# Directive
Rewrite the data below as a numbered list, from its first line through the line that contains "top-left (371, 456), bottom-right (445, 475)", including both of those lines. Leave out blank lines.

# Supplied data
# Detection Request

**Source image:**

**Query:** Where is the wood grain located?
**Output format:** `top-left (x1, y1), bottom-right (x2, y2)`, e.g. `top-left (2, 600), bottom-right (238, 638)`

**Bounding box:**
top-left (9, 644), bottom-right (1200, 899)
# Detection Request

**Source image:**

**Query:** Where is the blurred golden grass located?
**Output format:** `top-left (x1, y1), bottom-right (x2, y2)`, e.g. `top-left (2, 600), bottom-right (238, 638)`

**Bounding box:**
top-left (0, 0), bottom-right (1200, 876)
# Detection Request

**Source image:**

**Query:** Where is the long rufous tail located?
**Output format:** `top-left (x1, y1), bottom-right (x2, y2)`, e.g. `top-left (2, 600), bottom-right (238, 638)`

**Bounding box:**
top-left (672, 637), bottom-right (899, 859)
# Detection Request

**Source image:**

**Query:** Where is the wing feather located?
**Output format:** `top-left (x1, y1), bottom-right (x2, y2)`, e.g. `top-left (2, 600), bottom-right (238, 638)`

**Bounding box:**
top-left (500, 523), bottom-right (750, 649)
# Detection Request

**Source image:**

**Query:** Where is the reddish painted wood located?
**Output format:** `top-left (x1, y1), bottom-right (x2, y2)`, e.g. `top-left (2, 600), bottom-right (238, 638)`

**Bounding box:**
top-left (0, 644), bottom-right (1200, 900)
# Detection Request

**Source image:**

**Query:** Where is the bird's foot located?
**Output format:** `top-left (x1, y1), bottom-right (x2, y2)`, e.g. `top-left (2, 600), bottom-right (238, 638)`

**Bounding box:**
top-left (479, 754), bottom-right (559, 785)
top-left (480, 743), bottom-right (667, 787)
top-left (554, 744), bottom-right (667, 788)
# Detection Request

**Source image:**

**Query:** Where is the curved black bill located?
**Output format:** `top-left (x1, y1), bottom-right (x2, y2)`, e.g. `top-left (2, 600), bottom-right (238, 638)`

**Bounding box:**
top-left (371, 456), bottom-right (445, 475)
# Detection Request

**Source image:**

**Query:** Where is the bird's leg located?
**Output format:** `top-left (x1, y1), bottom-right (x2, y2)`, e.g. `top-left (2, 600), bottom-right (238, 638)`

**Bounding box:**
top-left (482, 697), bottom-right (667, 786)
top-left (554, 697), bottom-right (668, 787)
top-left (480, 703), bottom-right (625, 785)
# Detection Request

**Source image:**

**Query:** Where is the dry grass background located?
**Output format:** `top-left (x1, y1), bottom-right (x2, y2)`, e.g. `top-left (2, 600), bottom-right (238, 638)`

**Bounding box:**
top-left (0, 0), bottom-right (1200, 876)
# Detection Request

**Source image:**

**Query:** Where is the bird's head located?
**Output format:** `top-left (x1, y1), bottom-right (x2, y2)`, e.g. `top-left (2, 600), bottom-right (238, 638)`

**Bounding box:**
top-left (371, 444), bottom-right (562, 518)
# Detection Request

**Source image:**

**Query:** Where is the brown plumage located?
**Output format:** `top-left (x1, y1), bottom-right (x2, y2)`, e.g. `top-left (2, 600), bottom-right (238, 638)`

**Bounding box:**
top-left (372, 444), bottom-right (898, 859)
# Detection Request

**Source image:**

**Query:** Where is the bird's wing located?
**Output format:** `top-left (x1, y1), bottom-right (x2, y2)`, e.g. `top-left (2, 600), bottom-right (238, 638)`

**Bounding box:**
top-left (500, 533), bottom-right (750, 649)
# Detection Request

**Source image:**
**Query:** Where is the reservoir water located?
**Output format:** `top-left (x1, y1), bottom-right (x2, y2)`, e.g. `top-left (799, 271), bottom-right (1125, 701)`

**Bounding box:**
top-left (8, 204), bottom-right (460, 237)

# The response
1. # Detection Request
2. **Source image:**
3. **Query:** Where is the wood grain located?
4. **Output format:** `top-left (x1, y1), bottom-right (x2, y2)`, e.g. `top-left (2, 600), bottom-right (238, 638)`
5. **Bounding box:**
6. top-left (9, 644), bottom-right (1200, 899)
7. # Detection Request
8. **Source image:**
9. **Query:** Where is the blurred golden grass located?
10. **Output format:** `top-left (x1, y1), bottom-right (x2, y2)`, e.g. `top-left (2, 600), bottom-right (238, 638)`
11. **Bounding box:**
12. top-left (0, 0), bottom-right (1200, 876)
13. # Detection Request
14. **Source image:**
15. **Query:** Where is the long rufous tail located?
16. **Output format:** `top-left (x1, y1), bottom-right (x2, y2)`, e.g. `top-left (2, 600), bottom-right (238, 638)`
17. **Bounding box:**
18. top-left (672, 637), bottom-right (899, 859)
19. # Detection Request
20. **Source image:**
21. **Query:** Where is the wing feather located?
22. **Output format:** `top-left (x1, y1), bottom-right (x2, y2)`, e.g. `top-left (2, 600), bottom-right (238, 638)`
23. **Bounding box:**
24. top-left (500, 523), bottom-right (750, 649)
25. # Detection Request
26. **Source image:**
27. **Query:** Where is the reddish painted wood located?
28. **Output format:** `top-left (x1, y1), bottom-right (x2, y2)`, e.g. `top-left (2, 600), bottom-right (238, 638)`
29. **Bounding box:**
30. top-left (0, 644), bottom-right (1200, 900)
31. # Detection Request
32. **Source image:**
33. **Query:** Where is the bird's foot located?
34. **Output format:** `top-left (x1, y1), bottom-right (x2, y2)`, e.g. `top-left (2, 600), bottom-right (238, 638)`
35. **Bounding box:**
36. top-left (479, 754), bottom-right (559, 785)
37. top-left (480, 743), bottom-right (667, 787)
38. top-left (554, 744), bottom-right (667, 788)
39. # Detection Request
40. **Source image:**
41. **Query:** Where is the curved black bill located?
42. **Output format:** `top-left (x1, y1), bottom-right (x2, y2)`, e.g. `top-left (2, 600), bottom-right (238, 638)`
43. **Bounding box:**
44. top-left (371, 456), bottom-right (445, 475)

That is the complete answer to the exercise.